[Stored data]

= = = = = = =

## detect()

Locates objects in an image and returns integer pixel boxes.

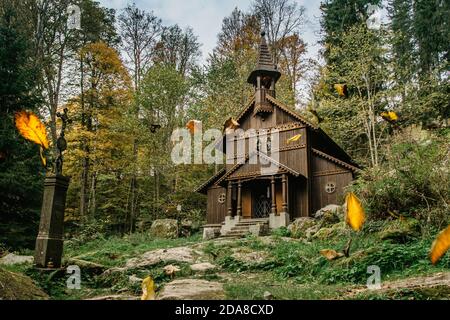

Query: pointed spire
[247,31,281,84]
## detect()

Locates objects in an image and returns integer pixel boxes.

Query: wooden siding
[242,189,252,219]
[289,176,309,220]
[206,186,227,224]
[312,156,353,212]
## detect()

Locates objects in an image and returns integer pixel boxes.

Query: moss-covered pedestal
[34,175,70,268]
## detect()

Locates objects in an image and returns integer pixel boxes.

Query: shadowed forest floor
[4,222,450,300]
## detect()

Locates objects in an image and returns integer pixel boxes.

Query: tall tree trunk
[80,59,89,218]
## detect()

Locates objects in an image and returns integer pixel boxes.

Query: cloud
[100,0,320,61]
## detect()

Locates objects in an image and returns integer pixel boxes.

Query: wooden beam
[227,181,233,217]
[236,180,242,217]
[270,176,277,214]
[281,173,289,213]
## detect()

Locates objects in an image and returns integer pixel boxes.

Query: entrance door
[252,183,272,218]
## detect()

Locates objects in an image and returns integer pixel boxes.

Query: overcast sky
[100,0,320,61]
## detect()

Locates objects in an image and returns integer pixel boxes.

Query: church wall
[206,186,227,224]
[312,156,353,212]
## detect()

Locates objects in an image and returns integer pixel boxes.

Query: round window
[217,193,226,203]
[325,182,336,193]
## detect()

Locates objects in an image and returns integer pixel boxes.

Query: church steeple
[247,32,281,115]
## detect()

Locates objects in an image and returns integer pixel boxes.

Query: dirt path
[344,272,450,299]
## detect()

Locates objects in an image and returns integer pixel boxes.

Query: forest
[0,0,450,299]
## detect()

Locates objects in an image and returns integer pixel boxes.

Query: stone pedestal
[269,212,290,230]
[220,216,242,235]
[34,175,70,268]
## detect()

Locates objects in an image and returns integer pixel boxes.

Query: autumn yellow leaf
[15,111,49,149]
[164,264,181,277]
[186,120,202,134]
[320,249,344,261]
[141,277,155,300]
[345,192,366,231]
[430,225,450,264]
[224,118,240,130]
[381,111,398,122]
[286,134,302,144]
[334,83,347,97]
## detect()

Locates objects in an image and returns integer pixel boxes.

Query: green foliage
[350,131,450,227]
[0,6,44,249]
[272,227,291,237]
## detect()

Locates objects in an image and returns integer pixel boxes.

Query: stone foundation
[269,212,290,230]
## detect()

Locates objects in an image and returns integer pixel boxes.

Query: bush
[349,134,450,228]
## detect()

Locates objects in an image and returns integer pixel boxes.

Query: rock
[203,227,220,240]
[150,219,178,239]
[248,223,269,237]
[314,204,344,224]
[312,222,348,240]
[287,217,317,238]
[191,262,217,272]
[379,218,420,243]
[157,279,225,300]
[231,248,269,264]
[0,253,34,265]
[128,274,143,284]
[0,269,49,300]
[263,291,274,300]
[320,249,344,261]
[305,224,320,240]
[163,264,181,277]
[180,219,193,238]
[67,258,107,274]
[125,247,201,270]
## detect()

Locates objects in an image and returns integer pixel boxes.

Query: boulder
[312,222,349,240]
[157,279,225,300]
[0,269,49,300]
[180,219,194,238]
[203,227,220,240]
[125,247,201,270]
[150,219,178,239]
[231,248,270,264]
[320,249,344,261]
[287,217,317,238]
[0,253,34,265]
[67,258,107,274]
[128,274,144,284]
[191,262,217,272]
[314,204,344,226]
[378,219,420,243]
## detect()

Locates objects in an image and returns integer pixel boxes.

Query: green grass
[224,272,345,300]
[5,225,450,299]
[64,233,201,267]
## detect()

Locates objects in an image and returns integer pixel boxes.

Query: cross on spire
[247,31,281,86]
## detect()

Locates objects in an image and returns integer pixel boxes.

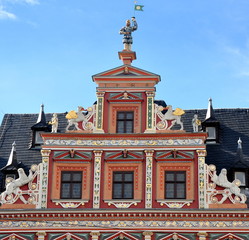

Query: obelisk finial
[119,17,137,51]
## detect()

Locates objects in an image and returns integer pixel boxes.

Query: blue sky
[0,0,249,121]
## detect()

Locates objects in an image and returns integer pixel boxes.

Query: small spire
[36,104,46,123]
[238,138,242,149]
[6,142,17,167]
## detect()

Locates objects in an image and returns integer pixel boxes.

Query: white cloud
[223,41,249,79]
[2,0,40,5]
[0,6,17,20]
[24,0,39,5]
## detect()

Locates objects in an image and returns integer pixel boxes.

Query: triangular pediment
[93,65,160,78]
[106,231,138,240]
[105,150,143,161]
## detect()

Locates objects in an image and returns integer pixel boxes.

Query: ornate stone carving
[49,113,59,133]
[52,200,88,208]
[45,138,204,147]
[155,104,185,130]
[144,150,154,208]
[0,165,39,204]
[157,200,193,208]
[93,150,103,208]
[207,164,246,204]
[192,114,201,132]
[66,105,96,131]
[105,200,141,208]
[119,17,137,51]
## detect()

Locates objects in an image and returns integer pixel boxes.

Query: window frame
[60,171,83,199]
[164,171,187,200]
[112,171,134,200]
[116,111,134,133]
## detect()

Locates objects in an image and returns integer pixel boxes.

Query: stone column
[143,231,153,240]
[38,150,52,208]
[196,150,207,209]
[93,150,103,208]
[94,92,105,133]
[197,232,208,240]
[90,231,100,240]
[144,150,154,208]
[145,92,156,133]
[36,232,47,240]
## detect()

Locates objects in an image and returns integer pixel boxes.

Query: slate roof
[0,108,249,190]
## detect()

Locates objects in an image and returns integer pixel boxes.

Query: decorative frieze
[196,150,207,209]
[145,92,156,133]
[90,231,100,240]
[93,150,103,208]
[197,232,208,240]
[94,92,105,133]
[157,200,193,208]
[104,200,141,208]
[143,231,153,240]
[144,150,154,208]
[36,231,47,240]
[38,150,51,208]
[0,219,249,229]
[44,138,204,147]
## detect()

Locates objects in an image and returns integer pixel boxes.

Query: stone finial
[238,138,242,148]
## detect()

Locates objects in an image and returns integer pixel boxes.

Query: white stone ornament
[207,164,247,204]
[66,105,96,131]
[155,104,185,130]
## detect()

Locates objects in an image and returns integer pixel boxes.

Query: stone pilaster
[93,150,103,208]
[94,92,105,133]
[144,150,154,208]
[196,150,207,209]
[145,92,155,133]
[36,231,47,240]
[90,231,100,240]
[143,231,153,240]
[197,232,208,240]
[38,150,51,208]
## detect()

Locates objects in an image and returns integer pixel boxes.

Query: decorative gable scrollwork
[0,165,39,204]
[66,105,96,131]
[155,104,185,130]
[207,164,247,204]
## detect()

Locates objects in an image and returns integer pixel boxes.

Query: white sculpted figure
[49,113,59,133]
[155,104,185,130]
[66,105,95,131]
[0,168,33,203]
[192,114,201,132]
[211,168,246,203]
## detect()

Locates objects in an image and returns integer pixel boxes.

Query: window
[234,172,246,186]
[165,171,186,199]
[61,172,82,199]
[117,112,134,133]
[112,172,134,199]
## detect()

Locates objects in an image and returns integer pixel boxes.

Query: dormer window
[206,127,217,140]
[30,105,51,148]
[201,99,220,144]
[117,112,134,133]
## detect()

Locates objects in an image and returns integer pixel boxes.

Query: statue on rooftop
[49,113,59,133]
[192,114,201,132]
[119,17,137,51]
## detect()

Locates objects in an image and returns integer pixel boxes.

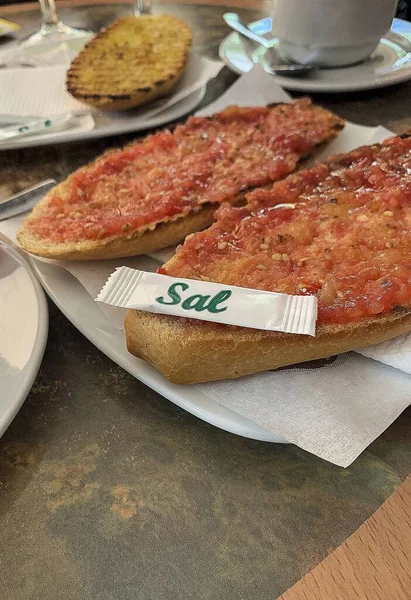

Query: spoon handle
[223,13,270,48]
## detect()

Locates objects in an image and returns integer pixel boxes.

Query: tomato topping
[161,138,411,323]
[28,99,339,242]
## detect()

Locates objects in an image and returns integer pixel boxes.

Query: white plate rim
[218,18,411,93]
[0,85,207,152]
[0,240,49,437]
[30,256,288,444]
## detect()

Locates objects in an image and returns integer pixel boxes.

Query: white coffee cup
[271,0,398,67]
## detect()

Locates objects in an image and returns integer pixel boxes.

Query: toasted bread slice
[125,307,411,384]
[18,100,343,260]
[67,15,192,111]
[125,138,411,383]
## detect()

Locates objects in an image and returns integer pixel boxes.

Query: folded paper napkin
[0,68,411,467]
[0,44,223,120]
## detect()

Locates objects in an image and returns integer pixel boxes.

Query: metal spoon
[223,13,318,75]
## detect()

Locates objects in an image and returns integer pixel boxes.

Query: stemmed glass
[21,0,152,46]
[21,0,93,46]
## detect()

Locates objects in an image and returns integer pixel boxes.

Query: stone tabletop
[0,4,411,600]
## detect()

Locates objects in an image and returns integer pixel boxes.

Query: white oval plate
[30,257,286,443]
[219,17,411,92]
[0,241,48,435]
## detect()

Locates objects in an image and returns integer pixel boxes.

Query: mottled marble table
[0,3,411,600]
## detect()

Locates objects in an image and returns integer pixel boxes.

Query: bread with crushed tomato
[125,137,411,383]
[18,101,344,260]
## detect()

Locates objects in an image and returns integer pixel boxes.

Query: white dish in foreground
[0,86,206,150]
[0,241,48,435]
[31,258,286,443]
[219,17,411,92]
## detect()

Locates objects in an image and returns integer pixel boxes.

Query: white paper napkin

= = = = = = =

■ Work to be completed: Extract every line from the entries above that contains the word "bread".

■ Reply:
Query: toasted bread slice
Query: bread with crushed tomato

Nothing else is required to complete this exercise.